Mais quel Dieu cherchons-nous ?

Chers frères et sœurs, si nous sommes ici, c’est ce que nous cherchons Dieu… mais parfois ne cherchons-nous pas un Dieu mort… Notre recherche de Dieu, n’est-ce pas souvent celle de Marie-Madeleine ? elle va au tombeau, elle ne trouve pas le corps du Christ. Elle cherche, elle cherche, mais elle ne cherche que le corps sans vie…

Qu’est-ce que cela signifie : chercher un Dieu mort ? Nous sommes d’accord sans doute pour dire que Dieu existe, qu’il est peut-être une pièce importante du puzzle de l’univers, qu’il y a quelque chose quelque part, une présence… Mais quand nous regardons bien, ne sommes-nous pas souvent secrètement convaincus de son impuissance ? C’est-à-dire que nous avons gardé la Foi, souvent, mais que nous avons perdu l’Espérance. Sans toujours nous l’avouer, nous perdons l’espérance que Dieu peut agir dans l’histoire, qu’Il peut réveiller la joie dans notre occident, qu’Il peut changer le cours de choses.

Il m’arrive moi-même parfois de penser que notre Dieu serait devant notre monde comme un médecin devant un grand malade ; il voit que le mal a gagné, que poursuivre les traitements n’a pas de sens. On peut débrancher les appareils car il n’y a plus rien à faire…

Pourquoi ces pensées, ce regard ? Serait-ce que l’on s’est laissé fasciner par la force, la puissance, par la généralisation du mal, que l’on ne peut plus en détacher son regard ?

Consignes:
1 > D'après le texte sur la recherche de Dieu, qu'avons-nous souvent perdu tout en gardant la Foi ?
2 > Recopiez fidèlement le passage du texte sur la recherche de Dieu qui s'ouvre sur les mots contenant « Pourquoi ces pensées, ce » et se clôt sur « détacher son regard ? ».
Les lignes qui suivent n'ont aucun lien avec le texte.

Données enregistrées:
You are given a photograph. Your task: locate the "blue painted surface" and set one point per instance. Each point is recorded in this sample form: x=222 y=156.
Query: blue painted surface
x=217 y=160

Corrigés:
1 > L'Espérance.

2 >
Pourquoi ces pensées, ce regard ? Serait-ce que l’on s’est laissé fasciner par la force, la puissance, par la généralisation du mal, que l’on ne peut plus en détacher son regard ?